_WRITTEN PROBLEM_:
Could you reproduce the listing below line for line, keeping every word, number and punctuation mark unchanged?
=-=-=-=-=
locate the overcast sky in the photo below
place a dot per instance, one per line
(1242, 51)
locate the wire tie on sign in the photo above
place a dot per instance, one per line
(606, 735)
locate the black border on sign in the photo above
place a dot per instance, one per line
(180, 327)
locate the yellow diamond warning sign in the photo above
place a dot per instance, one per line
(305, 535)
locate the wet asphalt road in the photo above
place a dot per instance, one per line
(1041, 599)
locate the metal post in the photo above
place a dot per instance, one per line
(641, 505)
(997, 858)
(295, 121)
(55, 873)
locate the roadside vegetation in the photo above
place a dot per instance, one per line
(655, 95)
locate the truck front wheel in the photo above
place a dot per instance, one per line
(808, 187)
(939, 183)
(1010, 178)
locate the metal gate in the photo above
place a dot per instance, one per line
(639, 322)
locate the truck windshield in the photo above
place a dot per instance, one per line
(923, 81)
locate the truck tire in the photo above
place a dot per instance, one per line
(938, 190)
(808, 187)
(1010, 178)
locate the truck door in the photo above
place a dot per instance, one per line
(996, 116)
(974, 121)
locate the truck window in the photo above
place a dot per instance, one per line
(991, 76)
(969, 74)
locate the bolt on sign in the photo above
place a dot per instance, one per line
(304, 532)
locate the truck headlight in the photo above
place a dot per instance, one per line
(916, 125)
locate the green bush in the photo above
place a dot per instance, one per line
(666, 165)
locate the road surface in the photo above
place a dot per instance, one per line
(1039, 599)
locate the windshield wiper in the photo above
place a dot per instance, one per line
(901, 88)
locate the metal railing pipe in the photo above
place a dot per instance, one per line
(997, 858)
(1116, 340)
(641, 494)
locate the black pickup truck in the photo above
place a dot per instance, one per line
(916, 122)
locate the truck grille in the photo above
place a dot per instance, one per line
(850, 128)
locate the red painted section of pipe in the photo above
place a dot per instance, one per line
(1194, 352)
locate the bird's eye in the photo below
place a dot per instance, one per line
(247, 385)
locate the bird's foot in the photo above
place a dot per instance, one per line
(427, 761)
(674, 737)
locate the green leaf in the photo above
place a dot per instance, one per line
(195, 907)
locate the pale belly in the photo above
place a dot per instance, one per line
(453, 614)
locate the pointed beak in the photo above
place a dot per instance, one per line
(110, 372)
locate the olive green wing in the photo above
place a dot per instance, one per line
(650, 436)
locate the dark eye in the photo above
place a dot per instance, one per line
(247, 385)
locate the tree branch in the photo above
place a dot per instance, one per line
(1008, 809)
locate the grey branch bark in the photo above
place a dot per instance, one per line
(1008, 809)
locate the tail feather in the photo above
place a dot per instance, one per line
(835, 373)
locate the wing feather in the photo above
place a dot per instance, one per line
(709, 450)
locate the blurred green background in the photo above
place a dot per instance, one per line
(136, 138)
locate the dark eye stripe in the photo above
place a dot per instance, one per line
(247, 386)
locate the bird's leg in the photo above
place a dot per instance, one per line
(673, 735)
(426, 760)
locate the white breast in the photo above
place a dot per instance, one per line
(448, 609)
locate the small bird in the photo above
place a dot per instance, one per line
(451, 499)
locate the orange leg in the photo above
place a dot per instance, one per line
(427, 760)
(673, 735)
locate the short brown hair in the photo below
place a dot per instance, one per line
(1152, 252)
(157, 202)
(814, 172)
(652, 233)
=-=-=-=-=
_SOLUTION_:
locate the overcast sky in the photo below
place a dot per instance, one per line
(1242, 51)
locate the wire tie on sign in the photo above
place a dot per instance, one per line
(606, 735)
locate the black border on sign in the photo above
place a dot per instance, one per line
(180, 327)
locate the yellow diamond warning sign in the photo above
place a dot per instance, one per line
(305, 535)
locate the wet asphalt road in the photo above
place a dot per instance, one per line
(1041, 599)
locate the metal post in the photo above
place a dot per instance, one per line
(641, 505)
(997, 858)
(295, 121)
(55, 873)
locate the roadside vegetation in the photo above
place a dot per instance, one per line
(655, 95)
locate the truck front wheel in the photo above
place a dot per instance, one per line
(808, 187)
(939, 183)
(1010, 178)
locate the metal gate in the photo above
place a dot per instance, one per line
(639, 322)
locate the truck windshield in the photo above
place a dot per instance, one per line
(923, 81)
locate the truck tire in the photo above
place a dot per instance, one per line
(938, 190)
(808, 187)
(1010, 178)
locate the truck door in the photo above
place a dot per instance, one per line
(996, 116)
(974, 121)
locate the truck window in the photo above
place a dot per instance, one per line
(991, 76)
(969, 74)
locate the bolt on sign in the photo above
place a dot per instance, one per line
(304, 532)
locate the truck headlight in the photo above
place a dot per instance, one per line
(916, 125)
locate the green bush in the photo above
place a dot per instance, one per line
(666, 165)
locate the road surface in the photo above
place a dot per instance, one per line
(1039, 599)
locate the windshield wiper in the photo above
place a dot per instance, one per line
(901, 88)
locate the metal railing pipe in the photo above
place a dot per instance, one per line
(997, 858)
(1116, 340)
(641, 494)
locate the black pickup truck in the photo above
place a dot per instance, one per line
(916, 122)
locate the truck grille in the photo above
place a dot per instance, one per line
(850, 128)
locate the red painted section of pipe in the photo above
place a dot per instance, one per line
(1194, 352)
locate the bird's eye in the photo below
place a dot per instance, one per line
(247, 385)
locate the bird's foot in the photo above
place a dot per instance, one per line
(427, 761)
(674, 737)
locate the green leaf in the photo above
place a dot per instance, one per line
(195, 907)
locate the pale belly in the photo above
place a dot per instance, one per line
(453, 614)
locate the pointed beak in the photo above
place a dot per instance, one per line
(110, 372)
locate the olive green wing in the photo above
place a dot per instance, one per line
(650, 436)
locate the dark eye in the photo above
place a dot per instance, one per line
(247, 385)
locate the tree branch in the photo above
place a dot per instance, one per line
(1008, 809)
locate the grey branch bark in the photo above
place a dot per instance, one per line
(1008, 809)
locate the tail feather in the photo above
place a dot per instance, one per line
(835, 373)
locate the wing feather in the photo above
place a dot per instance, one per line
(709, 450)
locate the blurred green background in the photo above
place a dot per instance, one per line
(136, 138)
locate the dark eye stripe in the photo above
place a dot per instance, one per line
(247, 386)
locate the bird's leg in the photo above
place a dot per instance, one per line
(673, 735)
(426, 760)
locate the white breast in the photo above
place a dot per instance, one per line
(448, 609)
locate the small bird in the photo above
place a dot per instance, one per line
(451, 499)
locate the orange leg in the photo above
place a dot per instance, one per line
(427, 760)
(673, 735)
locate the short brown hair in the photo below
place a dot per instance, one per line
(1152, 252)
(157, 202)
(814, 172)
(652, 233)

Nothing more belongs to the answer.